PROVIDED TEXT —

---

Vita Sackville-West. THE HEIR. A LOVE STORY. Heinemann / Privately Published ('Printed for private circulation.') London 1922.

Current Selling Prices
$650-$1400 /£320-£700


MODERN FIRST EDITION / BLOOMSBURY SET
Books by the Bloomsbury Set are still fervently searched for, often by persons who would not be admitted to any of their parties or soireés. I have seen massive collections of Bloomsburiana in neat suburban semis, high tech Docklands flats, once even on a pig farm in upstate New York. Then there are the married male and female couples (both gay ) trying to live the Harold and Vita lifestyle in unkempt parts of North London. It is generally admitted that Vita could write, but she did not excel at it like her one time lover Virginia Woolf (see above.)

---

EXCERPTED RECORDS —

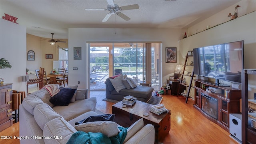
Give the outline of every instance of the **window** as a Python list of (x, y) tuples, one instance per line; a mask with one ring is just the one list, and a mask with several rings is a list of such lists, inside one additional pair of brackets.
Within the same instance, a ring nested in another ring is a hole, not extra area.
[(58, 68), (68, 69), (68, 49), (59, 48)]

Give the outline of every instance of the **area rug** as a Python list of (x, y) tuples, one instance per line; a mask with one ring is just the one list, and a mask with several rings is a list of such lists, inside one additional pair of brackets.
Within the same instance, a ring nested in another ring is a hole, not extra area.
[[(153, 105), (158, 104), (161, 103), (161, 102), (162, 102), (162, 97), (156, 96), (153, 96), (151, 97), (150, 99), (148, 100), (147, 103)], [(107, 98), (105, 98), (102, 99), (102, 100), (106, 102), (111, 102), (114, 103), (117, 103), (119, 102), (119, 101), (118, 100), (112, 100)]]
[(163, 97), (157, 96), (152, 96), (151, 98), (147, 102), (153, 105), (158, 104), (161, 103), (162, 100), (163, 100)]

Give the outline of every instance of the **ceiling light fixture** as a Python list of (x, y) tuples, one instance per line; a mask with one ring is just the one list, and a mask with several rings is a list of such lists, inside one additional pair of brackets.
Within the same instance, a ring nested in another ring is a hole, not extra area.
[(50, 44), (51, 45), (55, 45), (56, 44), (55, 42), (50, 42)]

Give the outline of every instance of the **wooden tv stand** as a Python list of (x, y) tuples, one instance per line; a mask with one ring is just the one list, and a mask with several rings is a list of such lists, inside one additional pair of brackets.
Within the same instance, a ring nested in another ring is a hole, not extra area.
[[(241, 90), (231, 86), (219, 86), (201, 80), (195, 80), (195, 101), (194, 108), (197, 109), (206, 118), (229, 132), (229, 114), (240, 113), (239, 99), (242, 96)], [(219, 90), (218, 93), (206, 91), (208, 86)], [(217, 100), (217, 119), (213, 118), (202, 110), (202, 93)]]

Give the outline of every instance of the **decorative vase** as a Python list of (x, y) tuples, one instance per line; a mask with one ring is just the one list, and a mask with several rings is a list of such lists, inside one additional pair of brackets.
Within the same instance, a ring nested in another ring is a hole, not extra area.
[(164, 94), (167, 94), (167, 90), (164, 90)]

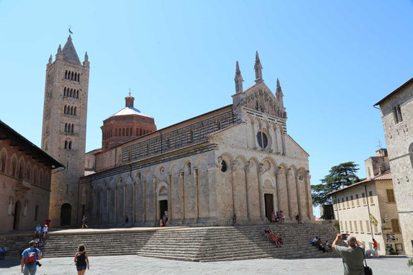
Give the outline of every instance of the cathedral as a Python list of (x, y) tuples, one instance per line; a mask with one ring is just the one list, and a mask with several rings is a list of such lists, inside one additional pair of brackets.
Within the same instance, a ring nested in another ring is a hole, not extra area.
[(279, 81), (274, 94), (258, 53), (254, 69), (244, 90), (237, 62), (232, 104), (161, 129), (129, 94), (103, 121), (102, 148), (85, 154), (89, 62), (70, 36), (46, 74), (42, 148), (66, 166), (52, 175), (51, 219), (154, 226), (167, 213), (169, 225), (209, 226), (234, 214), (262, 224), (282, 210), (287, 221), (314, 221), (308, 155), (287, 134)]

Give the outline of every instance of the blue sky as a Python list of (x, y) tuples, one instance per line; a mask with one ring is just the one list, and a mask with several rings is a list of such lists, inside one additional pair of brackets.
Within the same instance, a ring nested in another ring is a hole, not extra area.
[(231, 103), (235, 61), (246, 89), (257, 50), (312, 184), (348, 161), (364, 177), (385, 146), (372, 105), (413, 76), (412, 11), (408, 1), (0, 1), (0, 119), (40, 145), (46, 63), (70, 24), (91, 63), (87, 151), (128, 89), (163, 128)]

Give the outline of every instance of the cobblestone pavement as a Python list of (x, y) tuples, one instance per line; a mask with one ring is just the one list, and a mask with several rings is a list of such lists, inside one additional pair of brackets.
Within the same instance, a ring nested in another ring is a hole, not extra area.
[[(73, 258), (47, 258), (41, 261), (36, 275), (76, 274)], [(381, 257), (368, 259), (374, 275), (413, 274), (407, 258)], [(214, 263), (162, 260), (137, 256), (89, 257), (86, 275), (98, 274), (342, 274), (341, 258), (258, 259)], [(0, 274), (20, 273), (18, 260), (0, 261)]]

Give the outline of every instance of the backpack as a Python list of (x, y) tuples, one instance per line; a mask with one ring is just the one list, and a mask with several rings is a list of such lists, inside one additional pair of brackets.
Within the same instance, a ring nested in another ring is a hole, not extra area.
[(34, 248), (34, 250), (30, 252), (29, 251), (30, 248), (26, 250), (28, 253), (28, 256), (26, 256), (24, 264), (26, 267), (30, 267), (32, 265), (36, 263), (36, 252), (37, 250)]

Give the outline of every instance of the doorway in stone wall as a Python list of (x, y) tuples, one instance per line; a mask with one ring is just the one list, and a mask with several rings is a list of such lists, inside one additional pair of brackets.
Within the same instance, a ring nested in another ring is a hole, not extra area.
[(72, 206), (64, 204), (61, 208), (61, 226), (70, 226), (72, 221)]
[(14, 205), (14, 221), (13, 221), (13, 230), (19, 230), (19, 225), (20, 224), (20, 210), (21, 206), (20, 201), (16, 201)]
[(264, 201), (265, 202), (265, 217), (268, 221), (271, 221), (271, 213), (274, 211), (273, 205), (273, 194), (264, 194)]
[(160, 210), (160, 217), (162, 218), (165, 213), (165, 211), (168, 211), (168, 200), (164, 199), (159, 201), (159, 210)]

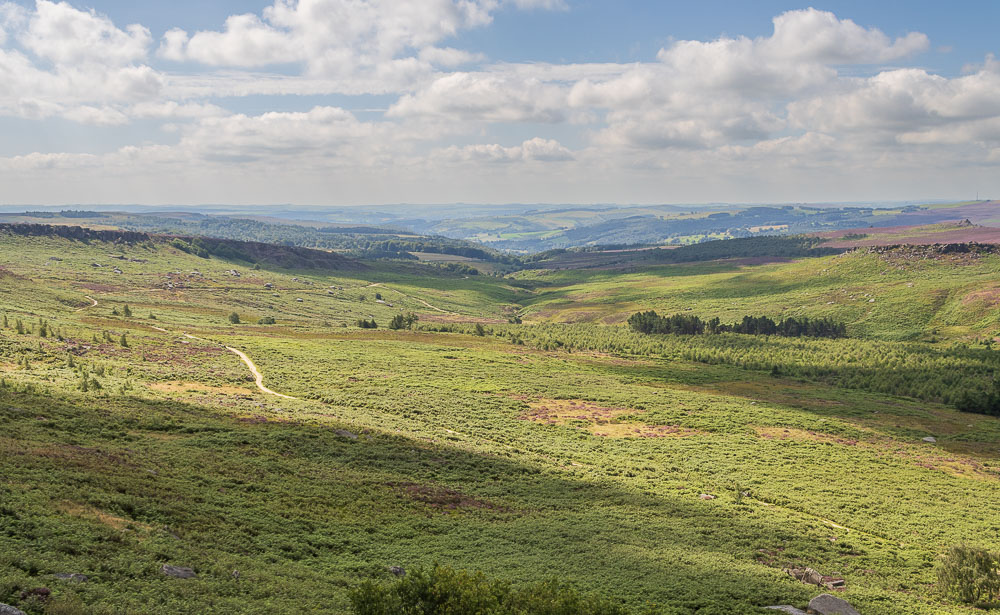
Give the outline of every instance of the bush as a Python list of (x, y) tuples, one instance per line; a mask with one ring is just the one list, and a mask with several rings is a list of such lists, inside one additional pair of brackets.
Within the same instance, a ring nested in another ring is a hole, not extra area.
[(600, 596), (582, 595), (558, 581), (514, 589), (447, 566), (418, 569), (389, 585), (366, 581), (350, 594), (356, 615), (627, 615)]
[(966, 604), (1000, 601), (1000, 553), (979, 547), (954, 546), (938, 568), (941, 591)]

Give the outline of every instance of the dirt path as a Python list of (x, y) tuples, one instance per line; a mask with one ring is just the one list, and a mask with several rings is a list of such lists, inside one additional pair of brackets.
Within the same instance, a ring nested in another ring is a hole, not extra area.
[(253, 361), (251, 361), (250, 357), (248, 357), (245, 353), (243, 353), (243, 352), (241, 352), (239, 350), (236, 350), (235, 348), (231, 348), (229, 346), (226, 346), (226, 350), (228, 350), (229, 352), (235, 354), (240, 359), (242, 359), (244, 363), (247, 364), (247, 367), (250, 368), (250, 373), (253, 374), (254, 380), (257, 382), (257, 388), (258, 389), (260, 389), (261, 391), (263, 391), (265, 393), (268, 393), (270, 395), (276, 395), (278, 397), (284, 397), (285, 399), (296, 399), (295, 397), (292, 397), (291, 395), (285, 395), (284, 393), (278, 393), (278, 392), (272, 391), (271, 389), (269, 389), (266, 386), (264, 386), (264, 375), (261, 374), (260, 371), (257, 370), (257, 366), (254, 365)]
[[(163, 327), (151, 327), (151, 328), (153, 328), (153, 329), (155, 329), (157, 331), (162, 331), (164, 333), (170, 333), (169, 331), (167, 331)], [(208, 342), (209, 344), (215, 344), (215, 343), (217, 343), (217, 342), (213, 342), (212, 340), (206, 340), (203, 337), (198, 337), (196, 335), (191, 335), (190, 333), (182, 333), (181, 335), (183, 335), (184, 337), (186, 337), (188, 339), (191, 339), (191, 340), (198, 340), (200, 342)], [(243, 361), (244, 363), (246, 363), (246, 366), (250, 368), (250, 373), (253, 374), (254, 382), (257, 384), (257, 388), (260, 389), (261, 392), (267, 393), (268, 395), (274, 395), (276, 397), (283, 397), (285, 399), (298, 399), (298, 397), (292, 397), (291, 395), (285, 395), (284, 393), (278, 393), (277, 391), (273, 391), (273, 390), (267, 388), (266, 386), (264, 386), (264, 374), (260, 373), (260, 370), (257, 369), (257, 366), (250, 359), (250, 357), (248, 357), (246, 355), (246, 353), (241, 352), (241, 351), (239, 351), (239, 350), (237, 350), (237, 349), (235, 349), (235, 348), (233, 348), (231, 346), (226, 346), (224, 344), (219, 344), (219, 345), (222, 346), (223, 348), (225, 348), (226, 350), (228, 350), (229, 352), (235, 354), (236, 356), (238, 356), (240, 358), (241, 361)]]
[(457, 312), (449, 312), (448, 310), (442, 310), (441, 308), (439, 308), (436, 305), (432, 305), (430, 303), (427, 303), (426, 301), (424, 301), (420, 297), (414, 297), (413, 295), (407, 295), (403, 291), (396, 290), (395, 288), (390, 288), (388, 286), (382, 286), (381, 282), (375, 282), (374, 284), (369, 284), (365, 288), (376, 288), (376, 287), (378, 287), (378, 288), (384, 288), (386, 290), (391, 290), (392, 292), (394, 292), (396, 294), (402, 295), (402, 296), (406, 297), (407, 299), (413, 299), (414, 301), (416, 301), (420, 305), (423, 305), (424, 307), (429, 307), (432, 310), (437, 310), (438, 312), (441, 312), (442, 314), (450, 314), (452, 316), (459, 316), (459, 314)]

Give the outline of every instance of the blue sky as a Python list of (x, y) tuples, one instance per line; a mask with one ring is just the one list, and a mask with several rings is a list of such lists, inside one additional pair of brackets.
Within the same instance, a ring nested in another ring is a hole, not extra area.
[(1000, 195), (1000, 3), (0, 0), (0, 202)]

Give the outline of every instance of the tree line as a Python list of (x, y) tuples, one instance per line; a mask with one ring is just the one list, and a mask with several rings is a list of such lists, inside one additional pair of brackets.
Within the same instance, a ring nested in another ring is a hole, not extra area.
[(674, 314), (660, 316), (650, 310), (636, 312), (628, 319), (628, 326), (638, 333), (675, 335), (703, 335), (741, 333), (743, 335), (778, 335), (781, 337), (847, 337), (847, 327), (831, 318), (782, 318), (775, 322), (767, 316), (744, 316), (733, 324), (724, 324), (718, 316), (702, 320), (698, 316)]

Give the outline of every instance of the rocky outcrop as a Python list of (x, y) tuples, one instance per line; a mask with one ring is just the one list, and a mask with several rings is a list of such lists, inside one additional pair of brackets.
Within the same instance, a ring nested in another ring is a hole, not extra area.
[(194, 570), (186, 568), (184, 566), (171, 566), (170, 564), (164, 564), (160, 568), (160, 572), (167, 575), (168, 577), (174, 577), (175, 579), (193, 579), (198, 575)]
[(830, 594), (820, 594), (810, 600), (809, 612), (818, 615), (861, 615), (849, 602)]
[(843, 589), (847, 583), (841, 577), (820, 574), (812, 568), (785, 568), (792, 578), (809, 585), (818, 585), (827, 589)]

---

ACTIONS TO TAKE —
• A. Repeat the note on The Heir word for word, from "Vita Sackville-West. THE" to "Woolf (see above.)".
• B. In the note on The Heir, turn the paragraph that opens "Books by the Bloomsbury Set are still fervently searched for" into a short bulleted list that keeps its main facts.
• C. In one or two sentences, explain what the note on The Heir says "Privately Published" means for this 1922 London edition.

LIST OF SOLUTIONS —
• A.
Vita Sackville-West. THE HEIR. A LOVE STORY. Heinemann / Privately Published ('Printed for private circulation.') London 1922.

Current Selling Prices
$650-$1400 /£320-£700


MODERN FIRST EDITION / BLOOMSBURY SET
Books by the Bloomsbury Set are still fervently searched for, often by persons who would not be admitted to any of their parties or soireés. I have seen massive collections of Bloomsburiana in neat suburban semis, high tech Docklands flats, once even on a pig farm in upstate New York. Then there are the married male and female couples (both gay ) trying to live the Harold and Vita lifestyle in unkempt parts of North London. It is generally admitted that Vita could write, but she did not excel at it like her one time lover Virginia Woolf (see above.)

• B.
- Books by the Bloomsbury Set are still eagerly sought, often by people who would never have been let into their parties.
- The writer has seen large Bloomsbury collections in suburban semis, high-tech Docklands flats and once on a pig farm in upstate New York.
- Some married couples, both partners gay, try to live the Harold and Vita lifestyle in run-down parts of North London.
- Vita is generally thought able to write but not as gifted as her one-time lover Virginia Woolf.

• C. It means the book was "Printed for private circulation." The edition bears the Heinemann name and was printed in London in 1922.